Work order -> Return the entries below in full. Keep every word as it is.

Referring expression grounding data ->
──────────
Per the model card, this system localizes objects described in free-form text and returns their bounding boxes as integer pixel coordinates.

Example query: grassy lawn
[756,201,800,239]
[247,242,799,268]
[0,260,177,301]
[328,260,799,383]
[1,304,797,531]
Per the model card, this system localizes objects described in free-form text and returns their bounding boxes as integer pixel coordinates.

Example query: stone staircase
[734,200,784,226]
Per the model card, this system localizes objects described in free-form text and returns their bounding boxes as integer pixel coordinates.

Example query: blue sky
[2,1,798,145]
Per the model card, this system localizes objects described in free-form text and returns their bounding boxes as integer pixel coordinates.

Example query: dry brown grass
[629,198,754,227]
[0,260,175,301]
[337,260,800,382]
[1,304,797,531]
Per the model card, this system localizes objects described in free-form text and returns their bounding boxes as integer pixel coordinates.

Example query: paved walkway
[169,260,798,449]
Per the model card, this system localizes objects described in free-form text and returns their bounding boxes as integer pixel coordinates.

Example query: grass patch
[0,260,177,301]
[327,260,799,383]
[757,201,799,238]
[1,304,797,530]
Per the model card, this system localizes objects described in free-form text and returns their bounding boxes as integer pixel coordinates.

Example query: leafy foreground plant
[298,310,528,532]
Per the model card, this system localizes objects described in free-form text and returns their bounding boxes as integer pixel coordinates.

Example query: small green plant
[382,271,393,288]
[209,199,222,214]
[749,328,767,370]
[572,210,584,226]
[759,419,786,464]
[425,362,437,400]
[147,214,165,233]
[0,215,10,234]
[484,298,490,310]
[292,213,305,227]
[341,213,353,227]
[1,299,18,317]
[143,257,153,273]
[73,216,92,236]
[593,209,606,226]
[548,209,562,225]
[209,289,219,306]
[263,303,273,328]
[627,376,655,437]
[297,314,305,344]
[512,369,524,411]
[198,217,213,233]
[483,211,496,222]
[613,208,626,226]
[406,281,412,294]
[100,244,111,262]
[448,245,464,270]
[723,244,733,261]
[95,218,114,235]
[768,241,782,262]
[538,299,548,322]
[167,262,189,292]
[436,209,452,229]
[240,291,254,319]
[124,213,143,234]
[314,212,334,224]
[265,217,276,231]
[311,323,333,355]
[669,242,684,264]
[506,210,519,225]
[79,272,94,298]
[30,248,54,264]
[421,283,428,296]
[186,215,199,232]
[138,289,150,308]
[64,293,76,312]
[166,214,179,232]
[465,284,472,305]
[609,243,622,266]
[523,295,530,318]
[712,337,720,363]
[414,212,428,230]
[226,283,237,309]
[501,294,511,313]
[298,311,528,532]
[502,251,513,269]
──────────
Answer for this exercise ->
Per the model card, this system localizes objects described in free-form text and returns their bounding boxes as integer pixel coordinates.

Example query: grassy lawn
[756,201,800,239]
[247,242,799,268]
[0,260,177,301]
[328,260,799,383]
[1,304,797,531]
Per the model card, this system localizes objects described in free-form text and returns their bounding boxes as integer pixel coordinates.

Example query: stone staircase
[734,200,784,226]
Per the model card, this system localizes objects described in free-form text and returns their bounding boxes as integer pixel coordinates.

Example query: blue sky
[2,1,798,145]
Per the model card, this system localizes objects described in free-form text and returns their bounding boxes as integer pixel coordinates.

Example query: dry brown grass
[629,198,754,227]
[0,260,175,301]
[337,260,800,382]
[1,304,797,531]
Per the model card, this system localizes objects described in free-form text and returns their bounding boxes as integer pixel coordinates.

Example query: paved walkway
[169,260,798,449]
Per the model card, this system localizes objects described in free-form text and returns their bounding boxes as integer pixel coordinates.

Example query: grass patch
[0,260,177,301]
[327,260,799,383]
[757,201,799,238]
[1,304,797,530]
Per the model card, this system localizes objects described in free-form text and returns their bounding boxes as integer pixel coordinates.

Example query: leafy foreground plant
[298,310,528,532]
Per the model card, this system localizes objects described in free-form text and returns their bounding boxes as integer pixel coordinates.

Example query: small green plant
[382,271,393,288]
[209,199,222,214]
[749,328,767,370]
[572,210,584,226]
[759,419,786,464]
[425,362,437,400]
[147,214,165,233]
[0,215,10,234]
[484,298,490,310]
[292,213,305,227]
[341,213,353,227]
[1,299,18,317]
[143,257,153,273]
[73,216,92,236]
[593,209,606,226]
[548,209,562,225]
[209,289,219,306]
[263,303,273,328]
[627,376,655,437]
[297,314,305,344]
[512,369,524,411]
[198,217,213,233]
[483,211,496,222]
[613,208,626,226]
[406,281,412,294]
[100,244,111,262]
[448,245,464,270]
[723,244,733,261]
[95,218,114,235]
[768,241,782,262]
[538,299,548,322]
[167,262,189,292]
[436,209,452,229]
[240,291,254,319]
[124,213,143,234]
[314,212,334,224]
[265,217,276,231]
[311,323,333,355]
[669,242,684,264]
[506,210,519,225]
[79,272,94,298]
[30,248,54,264]
[421,283,428,296]
[186,215,199,232]
[138,289,150,308]
[64,293,76,312]
[166,214,179,232]
[465,284,472,305]
[609,243,622,266]
[523,295,530,318]
[712,337,720,363]
[414,212,428,230]
[226,283,237,309]
[501,294,511,313]
[298,311,528,532]
[502,251,513,269]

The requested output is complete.